**Problem to solve**
Reproduce the lines below unchanged, starting with the line that contains "I bet you can find the sky" and continuing through the end of the records, with both ends included.

[Annotated coordinate records]
[START]

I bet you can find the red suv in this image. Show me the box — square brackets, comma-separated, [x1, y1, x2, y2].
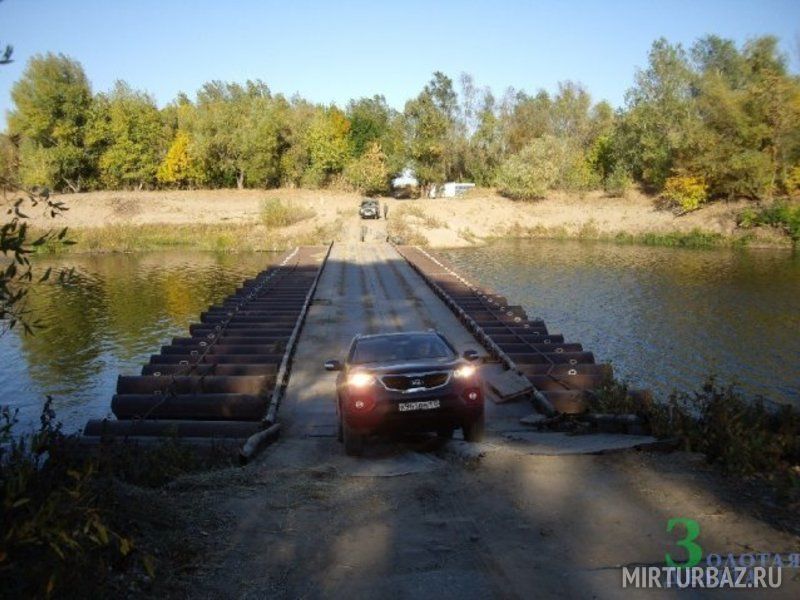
[325, 331, 484, 455]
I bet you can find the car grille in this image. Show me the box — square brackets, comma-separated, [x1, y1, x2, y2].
[381, 371, 450, 392]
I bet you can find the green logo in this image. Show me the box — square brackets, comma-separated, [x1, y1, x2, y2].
[664, 517, 703, 569]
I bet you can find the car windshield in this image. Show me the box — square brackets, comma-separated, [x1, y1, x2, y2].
[351, 333, 453, 364]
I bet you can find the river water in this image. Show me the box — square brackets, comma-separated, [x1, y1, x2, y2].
[442, 240, 800, 407]
[0, 240, 800, 430]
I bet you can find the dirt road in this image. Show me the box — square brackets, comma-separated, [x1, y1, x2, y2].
[165, 243, 800, 600]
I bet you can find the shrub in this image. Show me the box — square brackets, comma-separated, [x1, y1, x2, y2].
[603, 165, 633, 198]
[495, 136, 600, 200]
[738, 202, 800, 243]
[0, 399, 133, 598]
[591, 376, 800, 501]
[344, 143, 389, 195]
[261, 198, 316, 228]
[786, 165, 800, 196]
[496, 136, 564, 200]
[558, 147, 602, 192]
[661, 175, 708, 214]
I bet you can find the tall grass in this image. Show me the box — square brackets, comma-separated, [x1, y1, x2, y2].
[0, 399, 232, 598]
[591, 376, 800, 502]
[261, 198, 317, 228]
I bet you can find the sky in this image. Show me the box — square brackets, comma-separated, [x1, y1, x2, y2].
[0, 0, 800, 122]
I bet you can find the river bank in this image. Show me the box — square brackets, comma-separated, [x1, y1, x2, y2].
[30, 189, 791, 252]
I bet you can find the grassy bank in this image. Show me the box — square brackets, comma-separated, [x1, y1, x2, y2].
[17, 189, 797, 252]
[0, 401, 233, 598]
[492, 223, 744, 248]
[591, 376, 800, 506]
[34, 211, 341, 254]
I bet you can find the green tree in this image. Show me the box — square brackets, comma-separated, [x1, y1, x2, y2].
[465, 90, 503, 185]
[615, 38, 698, 189]
[86, 81, 165, 189]
[303, 106, 350, 187]
[344, 142, 389, 195]
[8, 54, 95, 192]
[404, 71, 458, 188]
[156, 131, 203, 188]
[189, 81, 284, 189]
[347, 95, 396, 156]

[END]

**Final answer**
I bet you can find the sky in this image. Show me the box — square brackets, comma-separated, [x1, y1, x2, y2].
[0, 0, 800, 122]
I bet you can find the river bank in this image. Show me the box — square brackets, comma-separated, [x1, y1, x2, y2].
[30, 189, 791, 252]
I bet you can find the grassy bank in this image. Show me the box — square brackets, comma-separated, [x1, y1, x2, y2].
[17, 189, 797, 252]
[0, 401, 233, 598]
[492, 223, 744, 248]
[591, 376, 800, 506]
[34, 211, 341, 254]
I bet you can find the green tree in this image. Show me the box — square brackets, comma-separated, [x1, y1, x2, y2].
[465, 90, 503, 185]
[615, 38, 698, 189]
[86, 81, 165, 189]
[303, 106, 350, 187]
[344, 142, 389, 195]
[8, 54, 95, 192]
[404, 71, 458, 188]
[156, 131, 203, 188]
[189, 81, 284, 189]
[347, 95, 396, 156]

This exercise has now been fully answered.